Provided material:

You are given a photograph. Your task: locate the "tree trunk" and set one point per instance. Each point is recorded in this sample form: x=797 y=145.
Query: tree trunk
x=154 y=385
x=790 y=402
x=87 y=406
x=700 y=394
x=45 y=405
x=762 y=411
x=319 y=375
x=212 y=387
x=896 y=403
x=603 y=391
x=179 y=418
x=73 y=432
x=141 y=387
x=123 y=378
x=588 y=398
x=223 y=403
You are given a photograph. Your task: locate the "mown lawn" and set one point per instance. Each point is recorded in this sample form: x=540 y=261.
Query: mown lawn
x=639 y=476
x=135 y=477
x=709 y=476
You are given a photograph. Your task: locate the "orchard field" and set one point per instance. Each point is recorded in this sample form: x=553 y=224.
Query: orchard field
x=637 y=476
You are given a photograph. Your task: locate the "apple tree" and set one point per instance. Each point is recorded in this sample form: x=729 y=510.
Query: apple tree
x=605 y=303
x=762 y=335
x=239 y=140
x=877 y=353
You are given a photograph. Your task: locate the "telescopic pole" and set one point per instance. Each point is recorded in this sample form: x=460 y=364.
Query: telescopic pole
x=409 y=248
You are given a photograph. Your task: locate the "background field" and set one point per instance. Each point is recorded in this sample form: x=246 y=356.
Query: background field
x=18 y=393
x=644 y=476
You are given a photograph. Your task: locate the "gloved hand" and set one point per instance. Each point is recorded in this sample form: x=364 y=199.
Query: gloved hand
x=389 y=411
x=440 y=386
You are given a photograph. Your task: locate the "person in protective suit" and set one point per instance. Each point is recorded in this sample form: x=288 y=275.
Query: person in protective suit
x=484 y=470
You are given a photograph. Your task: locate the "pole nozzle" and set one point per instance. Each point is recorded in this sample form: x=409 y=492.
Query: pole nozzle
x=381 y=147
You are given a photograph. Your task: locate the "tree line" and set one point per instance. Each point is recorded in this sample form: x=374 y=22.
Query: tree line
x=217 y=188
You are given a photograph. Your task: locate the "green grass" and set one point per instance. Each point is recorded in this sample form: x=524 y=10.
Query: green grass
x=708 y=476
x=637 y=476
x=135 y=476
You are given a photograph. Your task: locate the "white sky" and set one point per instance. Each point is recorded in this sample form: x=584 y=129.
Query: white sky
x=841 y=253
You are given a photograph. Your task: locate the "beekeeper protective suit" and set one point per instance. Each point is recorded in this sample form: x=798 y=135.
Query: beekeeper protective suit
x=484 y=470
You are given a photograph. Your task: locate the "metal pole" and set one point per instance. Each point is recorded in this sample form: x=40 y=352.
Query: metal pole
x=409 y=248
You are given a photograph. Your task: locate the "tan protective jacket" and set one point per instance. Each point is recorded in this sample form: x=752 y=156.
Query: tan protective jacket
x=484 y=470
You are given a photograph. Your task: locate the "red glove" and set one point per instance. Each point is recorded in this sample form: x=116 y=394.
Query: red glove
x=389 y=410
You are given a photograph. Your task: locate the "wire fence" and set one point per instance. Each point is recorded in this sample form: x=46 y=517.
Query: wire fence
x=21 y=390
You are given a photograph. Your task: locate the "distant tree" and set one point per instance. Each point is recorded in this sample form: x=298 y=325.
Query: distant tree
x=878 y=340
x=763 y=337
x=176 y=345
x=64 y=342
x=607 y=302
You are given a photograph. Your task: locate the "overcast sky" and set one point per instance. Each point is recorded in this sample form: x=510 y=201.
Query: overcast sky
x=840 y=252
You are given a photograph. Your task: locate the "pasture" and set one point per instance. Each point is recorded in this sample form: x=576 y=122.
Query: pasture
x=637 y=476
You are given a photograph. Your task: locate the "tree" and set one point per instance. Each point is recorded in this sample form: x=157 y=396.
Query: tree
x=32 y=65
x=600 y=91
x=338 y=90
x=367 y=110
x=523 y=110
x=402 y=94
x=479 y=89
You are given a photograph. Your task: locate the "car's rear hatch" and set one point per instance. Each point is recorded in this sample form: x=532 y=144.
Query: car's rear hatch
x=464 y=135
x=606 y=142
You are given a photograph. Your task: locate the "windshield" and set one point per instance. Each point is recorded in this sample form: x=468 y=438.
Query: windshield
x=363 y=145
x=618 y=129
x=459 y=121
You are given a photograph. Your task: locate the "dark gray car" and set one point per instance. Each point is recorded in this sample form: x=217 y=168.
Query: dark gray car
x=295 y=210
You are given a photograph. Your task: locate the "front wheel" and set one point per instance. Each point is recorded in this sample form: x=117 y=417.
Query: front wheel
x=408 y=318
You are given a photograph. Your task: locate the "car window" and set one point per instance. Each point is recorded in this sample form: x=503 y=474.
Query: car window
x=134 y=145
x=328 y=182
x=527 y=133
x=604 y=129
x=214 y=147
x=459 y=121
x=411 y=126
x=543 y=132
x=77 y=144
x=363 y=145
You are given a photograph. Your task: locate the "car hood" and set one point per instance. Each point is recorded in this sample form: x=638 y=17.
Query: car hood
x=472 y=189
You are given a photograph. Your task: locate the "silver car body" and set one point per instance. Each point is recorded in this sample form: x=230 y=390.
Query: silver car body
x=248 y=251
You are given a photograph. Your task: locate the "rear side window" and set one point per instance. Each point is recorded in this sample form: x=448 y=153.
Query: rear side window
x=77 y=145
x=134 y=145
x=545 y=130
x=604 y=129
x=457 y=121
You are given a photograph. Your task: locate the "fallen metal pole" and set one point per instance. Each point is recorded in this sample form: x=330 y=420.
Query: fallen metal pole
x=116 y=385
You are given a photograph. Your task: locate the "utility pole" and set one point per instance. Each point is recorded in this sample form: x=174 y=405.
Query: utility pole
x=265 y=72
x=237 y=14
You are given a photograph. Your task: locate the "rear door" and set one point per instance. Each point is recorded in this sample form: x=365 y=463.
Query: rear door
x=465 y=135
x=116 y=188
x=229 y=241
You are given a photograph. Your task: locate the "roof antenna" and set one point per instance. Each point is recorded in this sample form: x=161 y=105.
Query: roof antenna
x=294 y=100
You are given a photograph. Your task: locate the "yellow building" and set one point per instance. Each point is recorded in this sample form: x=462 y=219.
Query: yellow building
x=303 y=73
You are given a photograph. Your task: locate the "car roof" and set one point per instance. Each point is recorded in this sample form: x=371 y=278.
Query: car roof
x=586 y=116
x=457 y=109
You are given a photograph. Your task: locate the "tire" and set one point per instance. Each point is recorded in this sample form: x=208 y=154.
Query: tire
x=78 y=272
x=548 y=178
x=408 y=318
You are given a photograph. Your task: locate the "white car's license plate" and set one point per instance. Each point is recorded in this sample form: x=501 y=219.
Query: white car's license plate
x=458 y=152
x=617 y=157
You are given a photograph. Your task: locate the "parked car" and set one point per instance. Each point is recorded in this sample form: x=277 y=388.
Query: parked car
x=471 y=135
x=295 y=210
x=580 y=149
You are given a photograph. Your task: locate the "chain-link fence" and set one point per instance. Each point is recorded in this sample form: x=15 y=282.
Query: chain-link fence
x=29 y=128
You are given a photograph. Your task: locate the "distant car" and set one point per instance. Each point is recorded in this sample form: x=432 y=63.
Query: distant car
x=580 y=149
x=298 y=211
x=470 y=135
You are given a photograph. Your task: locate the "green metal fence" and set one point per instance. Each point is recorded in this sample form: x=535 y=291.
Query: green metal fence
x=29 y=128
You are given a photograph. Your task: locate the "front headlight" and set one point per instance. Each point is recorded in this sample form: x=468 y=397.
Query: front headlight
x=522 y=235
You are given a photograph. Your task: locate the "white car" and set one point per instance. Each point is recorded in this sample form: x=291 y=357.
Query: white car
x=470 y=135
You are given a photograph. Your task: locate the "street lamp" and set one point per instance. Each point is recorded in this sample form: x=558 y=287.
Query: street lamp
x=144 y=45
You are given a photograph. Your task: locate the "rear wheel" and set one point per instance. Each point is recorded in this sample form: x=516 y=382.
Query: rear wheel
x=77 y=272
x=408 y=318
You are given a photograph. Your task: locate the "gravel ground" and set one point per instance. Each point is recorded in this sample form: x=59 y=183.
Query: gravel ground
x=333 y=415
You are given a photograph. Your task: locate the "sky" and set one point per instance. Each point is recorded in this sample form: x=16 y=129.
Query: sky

Problem to work on: Reproduce exactly, and with no other material, the lines between those holding "Query: roof antenna" and "form: x=501 y=219.", inclusive.

Problem solution:
Query: roof antenna
x=294 y=100
You are given a photograph. Your task: locate the "yellow building" and set one point per instance. Each point is recorded in this sample form: x=462 y=219.
Query: yellow building
x=303 y=73
You are given a photograph. Your task: locate the "car roof" and set one point per instance. Each point is recorded in this sample form: x=371 y=278.
Query: car roof
x=586 y=116
x=457 y=109
You are given a photograph. Your task: locate the "tire" and set one point per instance. Each point is recorded in this sample form: x=208 y=154.
Query: tire
x=78 y=272
x=548 y=178
x=408 y=318
You are given a photograph. Your task: locate the "white car's license plate" and set one point per instance. Each point is recorded in this sample form: x=501 y=219.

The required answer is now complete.